▶ Questions to answer
[1] According to the Christmas tree care text, how long will many properly cared-for fresh cut trees last before drying out?
[2] List the specific water additives that the Christmas tree care text calls unnecessary.
[3] Continue the Christmas tree care text, picking up after its final sentence.

━━━━━ Study text

To keep your holiday tree merry and bright even past Christmas, there are a few things you can do to make that happen. Today Cathy Isom gives us some helpful tips to keep our Christmas tree in tip top shape throughout the holiday season.
Keeping Your Tree Fresh
The following are a few tips on how to keep your tree fresh throughout the holiday season.
If you are not putting the tree up right away store it in an unheated garage or some other area out of the wind and cold (freezing) temperatures. Make a fresh one inch cut on the butt end and place the tree in a bucket of warm water.
When you decide to bring the tree indoors, make another fresh one inch cut and place the tree in a sturdy stand that holds at least one gallon of water, or a rule of thumb is one quart of water for every inch of diameter of the trunk.
Be sure to keep the water level about the base of the tree. If the base dries out resin will form over the cut end and the tree will not be able to absorb water and will dry out quickly. Commercially prepared mixes; aspirin; sugar and other additives added to the water are not necessary. Research has shown that plain water will keep a tree fresh.
Check all Christmas tree lights for worn electrical cords. Use UL approved electrical decorations and cords. Unplug tree lights at night.
Miniature lights produce less heat and reduce the drying effect on the tree.
It’s a nuisance to water a Christmas tree once it’s decorated with a tree skirt and surrounded by presents. Here’s an easy solution, supplied by Gene and Marian Anderson of Guse Hardware in Minneapolis: Buy a funnel and a 3 to 4 foot length of vinyl tubing to slip over the funnel outlet.Fasten the funnel/tube with a twist-tie or twine in an out-of-the-way but reachable part of the tree. Extend the tubing down the tree trunk and into the tree stand reservoir. Now you can water the tree through the funnel without bending over or disturbing the tree skirt or its ornaments. (Source: Minneapolis Star Tribune)
Take down the tree before it dries out. Many fresh cut trees if properly cared for will last at least five weeks before drying out.
Recycle your tree after Christmas. Many communities will pick up trees and turn them into chips. You might put the tree in your back yard and place bread and suet among the branches for the birds.
The extra-long Christmas season isn’t necessarily a problem for folks who prefer real trees, provided they choose a fresh tree and care for it properly, say Eric McConnell and David Apsley of the Ohio State University Extension.
In general, a fresh-cut tree should last through the holidays with good care — even one that’s decorated on Thanksgiving, said Apsley, a natural resources specialist with the extension and the operator of a tree farm in Jackson County, Ohio. Nevertheless, he said so many variables affect a tree’s ability to stay fresh that it’s impossible to say how long a tree can be displayed safely.

━━━━━━━━━━
━━━━━ Data provided

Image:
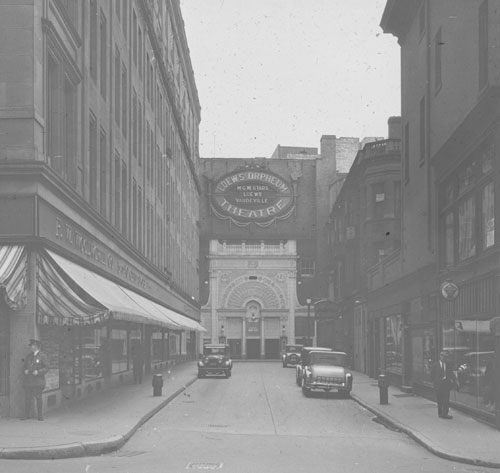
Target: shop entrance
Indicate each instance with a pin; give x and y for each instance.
(253, 348)
(272, 349)
(235, 347)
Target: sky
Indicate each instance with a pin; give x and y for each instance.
(286, 72)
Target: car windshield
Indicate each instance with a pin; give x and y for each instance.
(215, 351)
(330, 359)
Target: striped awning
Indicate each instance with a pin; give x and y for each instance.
(13, 270)
(62, 302)
(120, 302)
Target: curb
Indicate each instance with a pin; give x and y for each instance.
(86, 449)
(421, 440)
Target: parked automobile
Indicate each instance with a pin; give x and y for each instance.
(216, 360)
(303, 358)
(291, 355)
(326, 371)
(471, 372)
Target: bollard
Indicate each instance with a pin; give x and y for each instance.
(383, 386)
(157, 383)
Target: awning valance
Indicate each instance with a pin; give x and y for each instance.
(121, 302)
(13, 266)
(62, 302)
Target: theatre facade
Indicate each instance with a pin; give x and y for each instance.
(258, 229)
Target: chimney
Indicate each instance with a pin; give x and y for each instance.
(394, 125)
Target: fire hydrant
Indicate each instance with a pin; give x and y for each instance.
(383, 386)
(157, 383)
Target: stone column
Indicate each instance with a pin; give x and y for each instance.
(244, 338)
(262, 338)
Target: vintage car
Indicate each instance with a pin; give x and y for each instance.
(216, 360)
(291, 355)
(299, 369)
(326, 371)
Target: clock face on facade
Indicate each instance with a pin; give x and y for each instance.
(252, 195)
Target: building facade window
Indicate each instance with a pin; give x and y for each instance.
(378, 200)
(124, 100)
(103, 163)
(93, 40)
(438, 70)
(483, 45)
(406, 155)
(124, 198)
(103, 56)
(117, 185)
(117, 85)
(467, 208)
(466, 226)
(62, 133)
(422, 130)
(307, 267)
(93, 161)
(488, 216)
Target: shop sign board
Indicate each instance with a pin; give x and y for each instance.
(253, 327)
(252, 195)
(449, 290)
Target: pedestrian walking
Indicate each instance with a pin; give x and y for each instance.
(35, 366)
(138, 362)
(444, 380)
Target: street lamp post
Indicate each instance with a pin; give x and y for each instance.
(308, 302)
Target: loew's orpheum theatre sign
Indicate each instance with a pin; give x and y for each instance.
(252, 196)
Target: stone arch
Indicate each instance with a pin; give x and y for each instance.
(263, 289)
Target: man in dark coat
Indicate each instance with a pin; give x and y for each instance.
(444, 380)
(35, 366)
(138, 362)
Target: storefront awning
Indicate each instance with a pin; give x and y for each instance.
(473, 326)
(59, 301)
(121, 302)
(13, 264)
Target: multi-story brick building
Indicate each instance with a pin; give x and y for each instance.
(99, 194)
(448, 266)
(263, 222)
(364, 229)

━━━━━━━━━━

▶ Task-by-task outputs
[1] At least five weeks.

[2] Commercially prepared mixes, aspirin, sugar

[3]
For one thing, you can’t always know how fresh your tree is when you buy it. A tree on a lot might have been harvested locally a day or two ago, or it might have been cut a few weeks earlier and trucked from another state, noted McConnell, a forest product specialist with the extension. Apsley said he drove through the North Carolina mountains last year and saw trees being harvested the first weekend of November.
Even an early harvest may not be a problem if the tree was kept in cold storage, Apsley noted, but there’s no way to know how the tree was handled between field and tree lot.
That’s why Apsley recommended studying the tree for clues to its freshness. The needles should be lush, green and firmly attached at the tips of the branches, where the growth is new, he said. Lightly grasp a branch and pull it through your hand to make sure very few needles come off.
Shake the tree a little, he suggested. It’s OK if a few needles fall off, particularly older brown needles farther back on the branch. But if a lot of needles come loose, the tree is no longer fresh.
Some tree species retain their needles longer than others, so if you want a long display time, choose the right tree, Apsley said. White pines, red pines and Fraser firs have excellent needle retention, according to the Ohio Christmas Tree Association. Austrian pines, Scotch pines, southwestern white pines, Canaan firs, Douglas firs and concolor firs have very good retention.
Don’t expect needles to last as long on balsam firs, Colorado blue spruces, Serbian spruces, Norway spruces and white spruces, the association says.
When you get your tree home, cut about an inch off the bottom of the trunk and put it in water so the trunk doesn’t seal over with sap. Do that even if you won’t be bringing the tree into the house right away, Apsley recommended. The cut is good for about six hours, the extension says; if more time elapses, cut it again.
Set the tree up so it’s away from direct sunlight and sources of heat, such as fireplaces and heat registers. Add as much humidity to the room or the house as you can without causing condensation, even if that means setting a pie plate filled with water on the register. And if you can stand it, turn down the temperature in the room where the tree is displayed, or close the heating vents partly or completely.
Keep the tree well-watered, Apsley said, and never let the water level fall below the bottom of the trunk. A tree can take up a great deal of water in the first week, so check the water level at least a couple of times a day at first and replenish when necessary.
Avoid keeping the lights on for hours on end, and never leave the lights on when no one is home, McConnell said. Consider using LED lights, which burn cooler than incandescent bulbs.